# start of DATA PROVIDED
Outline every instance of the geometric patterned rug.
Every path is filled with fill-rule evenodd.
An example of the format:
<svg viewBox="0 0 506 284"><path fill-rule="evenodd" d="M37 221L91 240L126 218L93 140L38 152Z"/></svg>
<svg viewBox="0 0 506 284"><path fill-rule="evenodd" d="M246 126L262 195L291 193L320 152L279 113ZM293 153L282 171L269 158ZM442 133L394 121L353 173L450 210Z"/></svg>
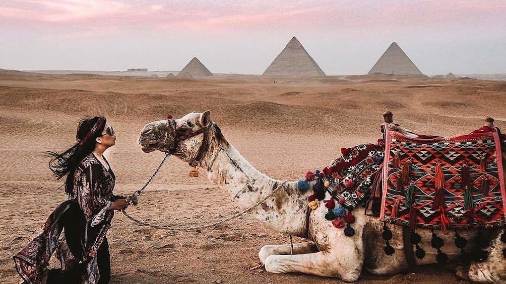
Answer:
<svg viewBox="0 0 506 284"><path fill-rule="evenodd" d="M382 147L363 144L342 149L343 155L323 169L330 183L327 190L348 210L353 210L370 196L373 181L383 163Z"/></svg>
<svg viewBox="0 0 506 284"><path fill-rule="evenodd" d="M497 133L423 139L385 128L382 220L413 229L504 225Z"/></svg>

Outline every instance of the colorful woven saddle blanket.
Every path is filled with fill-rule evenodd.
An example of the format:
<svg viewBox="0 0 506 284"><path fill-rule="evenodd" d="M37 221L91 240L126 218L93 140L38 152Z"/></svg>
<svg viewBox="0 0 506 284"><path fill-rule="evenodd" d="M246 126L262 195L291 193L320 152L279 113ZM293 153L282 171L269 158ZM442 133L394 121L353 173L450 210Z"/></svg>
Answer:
# end of DATA PROVIDED
*WRITTEN REQUEST*.
Copy all of the material above word for word, leaving out the pictures.

*REPLY*.
Outline every instance of the geometric patterned rug.
Every path is filled with fill-rule evenodd.
An example of the format:
<svg viewBox="0 0 506 284"><path fill-rule="evenodd" d="M37 221L91 240L126 218L93 140L38 152Z"/></svg>
<svg viewBox="0 0 506 284"><path fill-rule="evenodd" d="M246 126L262 195L291 193L320 152L279 113ZM293 153L282 171L269 158ZM442 133L394 121L353 173L450 210Z"/></svg>
Answer:
<svg viewBox="0 0 506 284"><path fill-rule="evenodd" d="M382 147L363 144L342 149L343 155L323 169L330 183L327 190L348 210L353 210L370 196L373 181L383 163Z"/></svg>
<svg viewBox="0 0 506 284"><path fill-rule="evenodd" d="M497 133L423 139L385 128L382 220L413 229L504 225Z"/></svg>

Outline every instance of the colorful woven saddle blanket.
Every path is filled with fill-rule evenodd.
An example of the format:
<svg viewBox="0 0 506 284"><path fill-rule="evenodd" d="M37 221L91 240L126 218L93 140L38 152Z"/></svg>
<svg viewBox="0 0 506 284"><path fill-rule="evenodd" d="M246 126L262 195L291 193L320 152L279 113ZM293 153L282 171L269 158ZM442 133L394 121L353 173L450 210Z"/></svg>
Answer:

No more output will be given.